| Exercise aim |
Please extract every line of the records below word for word, leaving out the pictures.

(Object outline annotations)
☆ ☆ ☆

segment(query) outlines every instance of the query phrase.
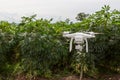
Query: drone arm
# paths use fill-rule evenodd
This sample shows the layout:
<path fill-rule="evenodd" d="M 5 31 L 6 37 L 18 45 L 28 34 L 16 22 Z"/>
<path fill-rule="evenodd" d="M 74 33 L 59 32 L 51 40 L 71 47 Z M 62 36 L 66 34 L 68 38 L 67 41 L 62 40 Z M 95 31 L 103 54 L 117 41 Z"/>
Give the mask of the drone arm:
<path fill-rule="evenodd" d="M 70 40 L 70 47 L 69 47 L 69 51 L 70 51 L 70 52 L 72 51 L 72 42 L 73 42 L 73 37 L 72 37 L 71 40 Z"/>
<path fill-rule="evenodd" d="M 87 41 L 87 38 L 85 38 L 85 42 L 86 42 L 86 52 L 88 52 L 88 41 Z"/>

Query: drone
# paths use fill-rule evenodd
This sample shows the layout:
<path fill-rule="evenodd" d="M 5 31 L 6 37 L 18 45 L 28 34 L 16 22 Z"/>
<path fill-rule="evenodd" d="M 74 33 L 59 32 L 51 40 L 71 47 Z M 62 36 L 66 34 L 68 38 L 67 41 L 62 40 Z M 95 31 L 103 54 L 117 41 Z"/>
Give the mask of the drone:
<path fill-rule="evenodd" d="M 76 32 L 76 33 L 70 33 L 68 31 L 63 32 L 63 37 L 70 38 L 70 45 L 69 45 L 69 51 L 72 51 L 72 43 L 74 40 L 75 49 L 82 51 L 83 50 L 83 44 L 86 45 L 86 52 L 88 52 L 88 39 L 89 38 L 95 38 L 95 34 L 101 34 L 101 33 L 95 33 L 95 32 Z"/>

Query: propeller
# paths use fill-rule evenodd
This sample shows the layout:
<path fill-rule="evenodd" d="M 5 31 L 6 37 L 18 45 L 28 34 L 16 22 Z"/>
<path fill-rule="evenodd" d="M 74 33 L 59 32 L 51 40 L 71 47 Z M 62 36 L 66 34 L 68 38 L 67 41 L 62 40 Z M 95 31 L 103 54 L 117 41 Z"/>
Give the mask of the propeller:
<path fill-rule="evenodd" d="M 96 33 L 96 32 L 85 32 L 87 34 L 103 34 L 103 33 Z"/>

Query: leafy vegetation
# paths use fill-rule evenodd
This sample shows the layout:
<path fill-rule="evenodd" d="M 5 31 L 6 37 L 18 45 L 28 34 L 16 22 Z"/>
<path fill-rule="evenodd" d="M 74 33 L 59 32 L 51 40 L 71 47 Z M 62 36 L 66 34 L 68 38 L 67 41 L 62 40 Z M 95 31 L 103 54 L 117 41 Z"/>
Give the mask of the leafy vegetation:
<path fill-rule="evenodd" d="M 22 17 L 19 24 L 0 21 L 1 79 L 21 74 L 28 78 L 77 74 L 81 63 L 88 76 L 101 72 L 120 73 L 120 11 L 104 6 L 94 14 L 83 15 L 85 18 L 76 23 L 69 20 L 52 23 L 52 19 L 35 17 Z M 103 34 L 89 39 L 89 53 L 80 56 L 75 50 L 68 51 L 69 41 L 63 38 L 63 31 Z"/>

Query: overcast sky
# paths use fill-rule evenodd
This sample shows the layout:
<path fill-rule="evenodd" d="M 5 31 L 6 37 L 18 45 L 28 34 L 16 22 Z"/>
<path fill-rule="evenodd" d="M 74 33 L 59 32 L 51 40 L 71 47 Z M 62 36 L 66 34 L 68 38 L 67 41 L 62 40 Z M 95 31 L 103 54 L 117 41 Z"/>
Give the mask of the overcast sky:
<path fill-rule="evenodd" d="M 94 13 L 104 5 L 120 10 L 120 0 L 0 0 L 0 20 L 19 21 L 22 16 L 75 20 L 79 12 Z"/>

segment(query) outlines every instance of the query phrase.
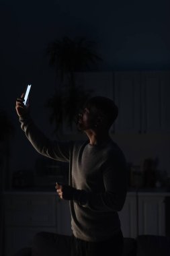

☆ ☆ ☆

| Task answer |
segment(query) outlines every instance of the query phrase.
Query: drone arm
# paths use fill-rule evenodd
This sample shows the layout:
<path fill-rule="evenodd" d="M 5 31 L 6 37 L 18 45 L 28 34 L 16 22 Z"/>
<path fill-rule="evenodd" d="M 74 33 L 59 32 L 51 40 L 71 47 Z M 62 36 L 66 34 L 68 38 L 67 41 L 62 40 Z M 95 31 L 103 54 L 117 41 Z"/>
Give the mask of the drone arm:
<path fill-rule="evenodd" d="M 70 40 L 70 47 L 69 47 L 69 51 L 70 51 L 70 52 L 72 51 L 72 42 L 73 42 L 73 37 L 72 37 L 71 40 Z"/>
<path fill-rule="evenodd" d="M 87 41 L 87 38 L 85 38 L 85 42 L 86 42 L 86 52 L 88 52 L 88 41 Z"/>

Query: drone
# paths use fill-rule evenodd
This sample shows the layout:
<path fill-rule="evenodd" d="M 5 31 L 6 37 L 18 45 L 28 34 L 16 22 Z"/>
<path fill-rule="evenodd" d="M 74 33 L 59 32 L 51 40 L 71 47 Z M 62 36 L 66 34 L 68 38 L 67 41 L 62 40 Z M 95 31 L 103 54 L 117 41 Z"/>
Give the mask of the drone:
<path fill-rule="evenodd" d="M 76 32 L 76 33 L 70 33 L 68 31 L 63 32 L 63 37 L 70 38 L 70 45 L 69 45 L 69 51 L 72 51 L 72 43 L 74 40 L 75 49 L 82 51 L 83 50 L 83 44 L 86 45 L 86 52 L 88 52 L 88 39 L 89 38 L 95 38 L 95 34 L 101 34 L 101 33 L 95 33 L 95 32 Z"/>

Query: propeller
# paths use fill-rule evenodd
This sample shows the layout:
<path fill-rule="evenodd" d="M 5 31 L 6 37 L 18 45 L 28 34 L 16 22 Z"/>
<path fill-rule="evenodd" d="M 74 33 L 59 32 L 51 40 L 71 47 Z M 62 36 L 66 34 L 68 38 L 67 41 L 62 40 Z M 95 31 L 103 54 L 117 41 Z"/>
Give the mask of the propeller:
<path fill-rule="evenodd" d="M 96 33 L 96 32 L 85 32 L 87 34 L 103 34 L 103 33 Z"/>

Query: leafy vegetation
# paths use fill-rule evenodd
This sample shows the layout:
<path fill-rule="evenodd" d="M 5 31 L 6 37 L 18 45 L 28 34 L 16 22 Z"/>
<path fill-rule="evenodd" d="M 74 33 L 59 32 L 51 40 L 71 47 Z M 62 36 L 66 34 L 68 38 L 67 41 L 62 40 Z M 95 31 L 103 54 L 117 41 Z"/>
Give the mask of the leafy vegetation:
<path fill-rule="evenodd" d="M 22 17 L 19 24 L 0 21 L 1 79 L 21 74 L 28 78 L 77 74 L 81 63 L 88 76 L 101 72 L 120 73 L 120 11 L 104 6 L 94 14 L 83 15 L 85 18 L 76 23 L 69 20 L 52 23 L 52 19 L 35 17 Z M 103 34 L 89 39 L 89 53 L 80 56 L 75 50 L 68 51 L 69 41 L 63 38 L 63 31 Z"/>

Query: overcast sky
# paths use fill-rule evenodd
This sample shows the layout:
<path fill-rule="evenodd" d="M 5 31 L 6 37 L 18 45 L 28 34 L 16 22 Z"/>
<path fill-rule="evenodd" d="M 74 33 L 59 32 L 51 40 L 71 47 Z M 62 36 L 66 34 L 68 38 L 67 41 L 62 40 Z M 95 31 L 103 54 L 117 41 Z"/>
Give the mask of the overcast sky:
<path fill-rule="evenodd" d="M 94 13 L 104 5 L 120 10 L 120 0 L 0 0 L 0 20 L 19 21 L 22 16 L 75 20 L 79 12 Z"/>

segment(query) outlines every instance of the query phrase.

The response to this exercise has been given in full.